The records below must be reproduced exactly, excluding any pictures.

>>>

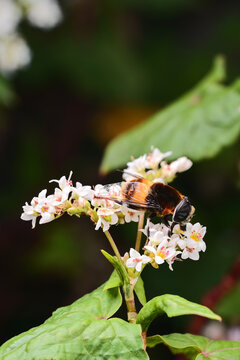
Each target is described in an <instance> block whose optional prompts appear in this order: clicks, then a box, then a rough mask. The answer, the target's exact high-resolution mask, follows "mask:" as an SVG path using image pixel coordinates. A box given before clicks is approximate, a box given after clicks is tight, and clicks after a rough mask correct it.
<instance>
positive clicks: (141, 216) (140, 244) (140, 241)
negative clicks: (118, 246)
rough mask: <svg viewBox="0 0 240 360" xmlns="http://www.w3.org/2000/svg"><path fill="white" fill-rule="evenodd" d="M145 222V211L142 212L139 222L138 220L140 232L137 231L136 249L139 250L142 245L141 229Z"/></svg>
mask: <svg viewBox="0 0 240 360" xmlns="http://www.w3.org/2000/svg"><path fill="white" fill-rule="evenodd" d="M143 223H144V213H142V214H141V215H140V217H139V222H138V232H137V238H136V244H135V250H137V251H138V252H139V250H140V247H141V239H142V232H141V231H140V229H142V228H143Z"/></svg>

<<<

* Response box:
Each target is described in an <instance> block whose optional prompts appear in this order: clicks, then a box, then a rough mask. The answer, the target's exact high-resolution mask, follows "mask:" as an SVG path using image pixel coordinates. A box given before clicks is approximate, a box given after clicks is tight, and clicks after a rough mask correct it.
<instance>
positive clicks: (141, 216) (140, 244) (140, 241)
negative clicks: (118, 246)
rough mask: <svg viewBox="0 0 240 360" xmlns="http://www.w3.org/2000/svg"><path fill="white" fill-rule="evenodd" d="M145 222V211L142 212L139 222L138 220L140 232L137 231L136 249L139 250L142 245L141 229Z"/></svg>
mask: <svg viewBox="0 0 240 360" xmlns="http://www.w3.org/2000/svg"><path fill="white" fill-rule="evenodd" d="M143 223H144V213H142V214H141V215H140V217H139V222H138V232H137V238H136V244H135V250H137V251H138V252H139V250H140V247H141V239H142V232H141V231H140V229H142V228H143Z"/></svg>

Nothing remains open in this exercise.